_Task prompt_.
Which lines in the records below contain the word "beak"? Copy each one.

_Information shown_.

═══

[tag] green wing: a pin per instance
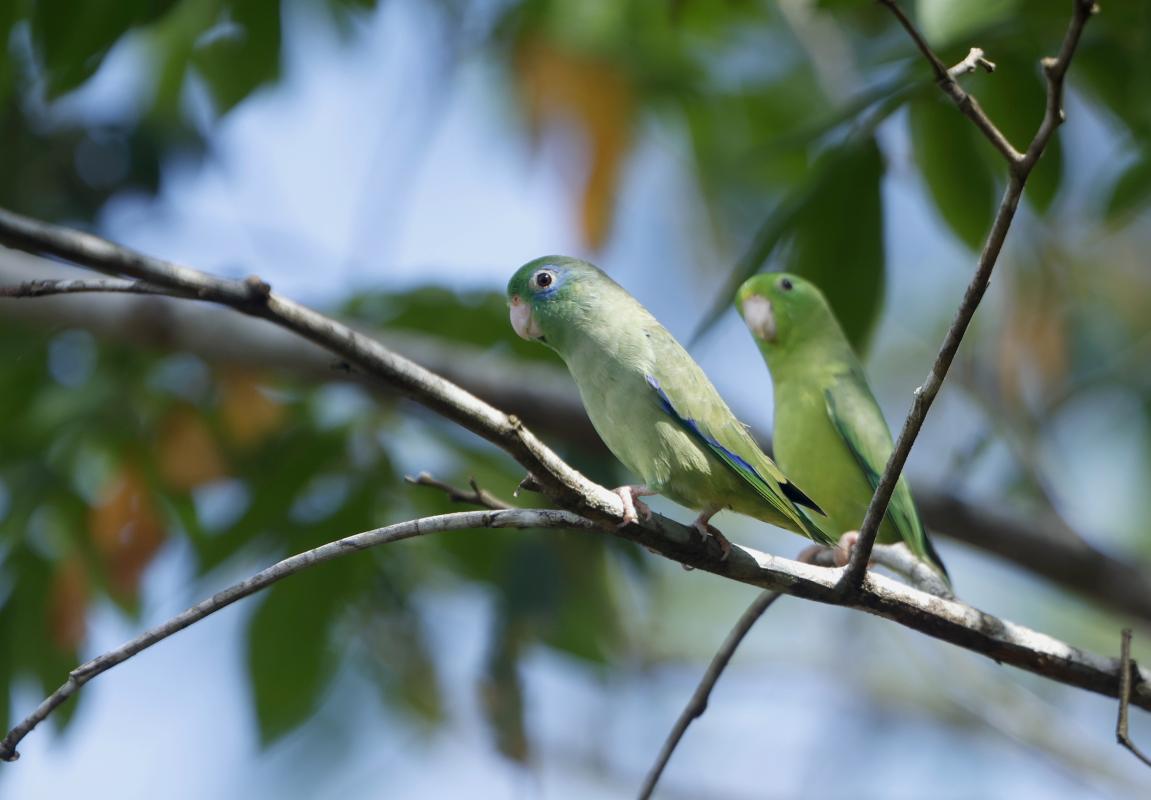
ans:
(704, 416)
(858, 419)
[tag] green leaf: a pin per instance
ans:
(290, 661)
(945, 22)
(502, 694)
(838, 241)
(244, 54)
(950, 153)
(71, 38)
(1130, 192)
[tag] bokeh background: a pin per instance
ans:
(391, 164)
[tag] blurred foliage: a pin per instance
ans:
(151, 448)
(793, 115)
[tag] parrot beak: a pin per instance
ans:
(521, 319)
(759, 318)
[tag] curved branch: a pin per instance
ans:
(462, 520)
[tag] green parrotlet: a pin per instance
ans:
(830, 434)
(650, 402)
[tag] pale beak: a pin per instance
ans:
(759, 318)
(521, 319)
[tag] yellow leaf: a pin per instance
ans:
(188, 452)
(68, 604)
(559, 86)
(248, 412)
(127, 530)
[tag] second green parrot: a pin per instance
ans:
(830, 434)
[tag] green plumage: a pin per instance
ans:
(830, 434)
(648, 400)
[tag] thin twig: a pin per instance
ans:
(975, 60)
(477, 496)
(460, 520)
(1125, 696)
(699, 702)
(951, 88)
(1021, 166)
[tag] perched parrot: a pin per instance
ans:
(650, 402)
(829, 432)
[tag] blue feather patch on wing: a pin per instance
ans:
(695, 428)
(734, 459)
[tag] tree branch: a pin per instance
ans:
(699, 702)
(477, 496)
(462, 520)
(975, 60)
(1021, 166)
(48, 288)
(1125, 694)
(951, 88)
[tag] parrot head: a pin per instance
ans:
(546, 294)
(777, 306)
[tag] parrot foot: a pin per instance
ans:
(707, 528)
(843, 551)
(633, 507)
(830, 556)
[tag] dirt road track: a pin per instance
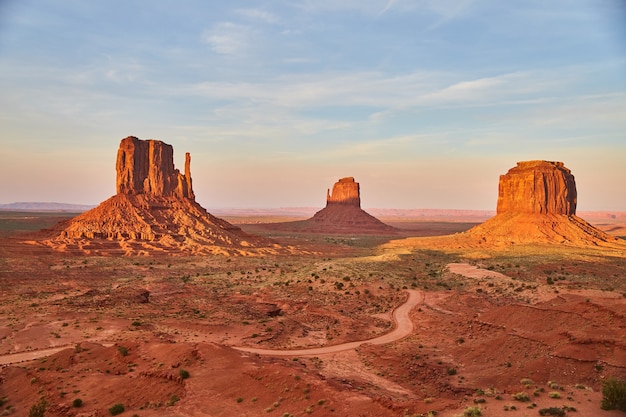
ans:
(402, 323)
(403, 326)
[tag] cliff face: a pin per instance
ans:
(342, 215)
(154, 210)
(147, 167)
(537, 204)
(537, 187)
(345, 192)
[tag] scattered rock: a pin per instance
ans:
(539, 187)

═══

_Exercise response_.
[tag] parrot beak: a pin per instance
[tag] pale beak: a pin per instance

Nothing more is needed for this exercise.